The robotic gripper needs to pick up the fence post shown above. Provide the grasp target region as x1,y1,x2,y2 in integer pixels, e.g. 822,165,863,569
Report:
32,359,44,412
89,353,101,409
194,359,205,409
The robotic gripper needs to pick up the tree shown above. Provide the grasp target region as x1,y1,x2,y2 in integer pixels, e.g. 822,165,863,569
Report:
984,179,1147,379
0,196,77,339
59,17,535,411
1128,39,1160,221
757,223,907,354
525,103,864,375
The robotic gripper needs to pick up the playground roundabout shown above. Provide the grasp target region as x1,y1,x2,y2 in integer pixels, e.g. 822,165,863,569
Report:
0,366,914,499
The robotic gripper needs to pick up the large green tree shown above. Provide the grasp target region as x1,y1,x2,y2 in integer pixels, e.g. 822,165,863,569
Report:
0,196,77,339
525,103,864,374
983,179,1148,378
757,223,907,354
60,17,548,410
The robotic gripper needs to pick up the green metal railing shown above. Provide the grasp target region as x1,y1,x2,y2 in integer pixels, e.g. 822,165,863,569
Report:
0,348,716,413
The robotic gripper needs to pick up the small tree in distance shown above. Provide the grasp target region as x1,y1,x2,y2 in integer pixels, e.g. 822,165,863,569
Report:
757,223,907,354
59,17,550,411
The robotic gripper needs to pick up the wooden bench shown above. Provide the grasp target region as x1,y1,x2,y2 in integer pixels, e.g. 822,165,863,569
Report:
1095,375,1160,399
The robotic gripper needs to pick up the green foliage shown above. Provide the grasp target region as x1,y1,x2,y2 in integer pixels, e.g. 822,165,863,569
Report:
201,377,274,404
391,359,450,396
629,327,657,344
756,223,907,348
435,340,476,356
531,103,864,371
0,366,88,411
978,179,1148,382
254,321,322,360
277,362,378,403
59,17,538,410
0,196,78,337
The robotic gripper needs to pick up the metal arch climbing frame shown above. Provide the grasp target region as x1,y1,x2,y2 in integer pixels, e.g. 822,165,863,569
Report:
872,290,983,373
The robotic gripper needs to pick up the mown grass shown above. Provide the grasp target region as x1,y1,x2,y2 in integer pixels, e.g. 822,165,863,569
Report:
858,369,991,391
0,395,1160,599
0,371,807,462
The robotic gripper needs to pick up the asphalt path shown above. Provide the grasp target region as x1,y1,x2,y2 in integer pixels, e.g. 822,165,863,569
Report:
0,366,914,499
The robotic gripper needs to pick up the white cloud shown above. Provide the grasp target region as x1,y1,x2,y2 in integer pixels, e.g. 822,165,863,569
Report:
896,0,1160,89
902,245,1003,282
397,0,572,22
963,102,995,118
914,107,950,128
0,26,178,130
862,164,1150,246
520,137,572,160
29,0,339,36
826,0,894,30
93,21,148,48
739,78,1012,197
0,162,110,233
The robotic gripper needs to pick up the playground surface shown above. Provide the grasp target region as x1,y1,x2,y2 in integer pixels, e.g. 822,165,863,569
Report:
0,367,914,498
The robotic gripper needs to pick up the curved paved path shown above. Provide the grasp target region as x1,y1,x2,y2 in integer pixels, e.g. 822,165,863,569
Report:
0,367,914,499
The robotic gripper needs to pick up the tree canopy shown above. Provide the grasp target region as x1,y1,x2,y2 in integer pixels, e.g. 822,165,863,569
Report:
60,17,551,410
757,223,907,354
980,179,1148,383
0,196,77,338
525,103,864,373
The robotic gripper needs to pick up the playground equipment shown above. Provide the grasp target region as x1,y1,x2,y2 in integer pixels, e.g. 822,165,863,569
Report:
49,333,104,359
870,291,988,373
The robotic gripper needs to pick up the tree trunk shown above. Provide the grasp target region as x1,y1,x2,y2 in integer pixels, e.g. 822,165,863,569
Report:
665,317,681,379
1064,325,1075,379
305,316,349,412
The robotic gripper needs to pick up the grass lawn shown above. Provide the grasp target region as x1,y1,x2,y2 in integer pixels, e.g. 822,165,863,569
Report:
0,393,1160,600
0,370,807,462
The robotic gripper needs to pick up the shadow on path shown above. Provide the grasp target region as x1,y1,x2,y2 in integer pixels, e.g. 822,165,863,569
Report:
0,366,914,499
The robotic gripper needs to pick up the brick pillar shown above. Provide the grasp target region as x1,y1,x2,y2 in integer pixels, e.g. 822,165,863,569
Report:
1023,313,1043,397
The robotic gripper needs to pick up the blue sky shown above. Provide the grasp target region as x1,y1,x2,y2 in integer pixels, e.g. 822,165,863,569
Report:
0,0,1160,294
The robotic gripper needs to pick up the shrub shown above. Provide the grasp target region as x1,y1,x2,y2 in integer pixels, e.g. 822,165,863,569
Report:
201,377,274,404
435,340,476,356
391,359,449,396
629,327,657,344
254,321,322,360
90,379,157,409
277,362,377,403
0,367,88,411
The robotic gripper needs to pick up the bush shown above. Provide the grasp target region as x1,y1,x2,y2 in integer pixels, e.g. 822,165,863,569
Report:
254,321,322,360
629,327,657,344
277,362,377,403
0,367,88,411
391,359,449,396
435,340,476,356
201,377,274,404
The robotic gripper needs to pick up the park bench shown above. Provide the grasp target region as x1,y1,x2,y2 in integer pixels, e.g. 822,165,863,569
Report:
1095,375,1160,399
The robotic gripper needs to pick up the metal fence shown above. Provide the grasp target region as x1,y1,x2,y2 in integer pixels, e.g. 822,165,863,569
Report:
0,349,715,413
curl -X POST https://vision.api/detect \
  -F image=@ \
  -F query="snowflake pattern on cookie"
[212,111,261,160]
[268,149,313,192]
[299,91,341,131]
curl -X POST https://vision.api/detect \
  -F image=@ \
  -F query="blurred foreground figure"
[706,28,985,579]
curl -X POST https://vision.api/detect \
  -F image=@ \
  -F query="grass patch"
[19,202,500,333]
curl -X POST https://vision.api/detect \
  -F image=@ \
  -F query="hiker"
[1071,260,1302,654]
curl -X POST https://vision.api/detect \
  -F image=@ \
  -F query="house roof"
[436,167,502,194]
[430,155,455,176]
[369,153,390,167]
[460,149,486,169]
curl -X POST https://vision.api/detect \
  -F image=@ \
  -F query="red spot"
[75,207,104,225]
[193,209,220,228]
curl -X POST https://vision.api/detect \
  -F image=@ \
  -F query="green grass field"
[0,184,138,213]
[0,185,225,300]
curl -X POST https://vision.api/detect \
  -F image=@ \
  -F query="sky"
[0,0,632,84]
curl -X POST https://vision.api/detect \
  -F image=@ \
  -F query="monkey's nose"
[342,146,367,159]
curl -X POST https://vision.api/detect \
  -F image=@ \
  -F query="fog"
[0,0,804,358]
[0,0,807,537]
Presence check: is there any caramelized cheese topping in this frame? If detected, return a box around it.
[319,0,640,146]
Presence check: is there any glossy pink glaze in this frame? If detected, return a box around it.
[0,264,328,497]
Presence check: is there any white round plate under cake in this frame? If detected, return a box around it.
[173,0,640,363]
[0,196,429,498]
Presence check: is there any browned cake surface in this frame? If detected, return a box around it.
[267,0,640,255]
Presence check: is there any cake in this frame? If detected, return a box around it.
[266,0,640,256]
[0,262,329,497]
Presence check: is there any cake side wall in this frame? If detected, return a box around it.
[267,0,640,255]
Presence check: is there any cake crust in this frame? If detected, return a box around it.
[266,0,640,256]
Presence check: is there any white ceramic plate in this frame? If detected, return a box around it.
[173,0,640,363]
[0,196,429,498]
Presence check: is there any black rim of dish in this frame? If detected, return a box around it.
--------
Pull out every line of the rows above that contains the string "metal", and copy each one. Case counts.

# Problem solution:
The robotic gripper needs to pick up the green metal railing shown above. Provide the grasp target region as x1,y1,x2,y2 in integer pixels, e.g. 822,165,863,569
The robotic gripper needs to pick up the metal arch climbing frame shown above. Provide the grasp target region as x1,y1,x2,y2 in integer pixels, e.g. 822,165,863,569
The robotic gripper needs to pick up the metal fence shown above. Provide the grasp target region as x1,y1,x2,y2 in integer pixels, e.g. 822,165,863,569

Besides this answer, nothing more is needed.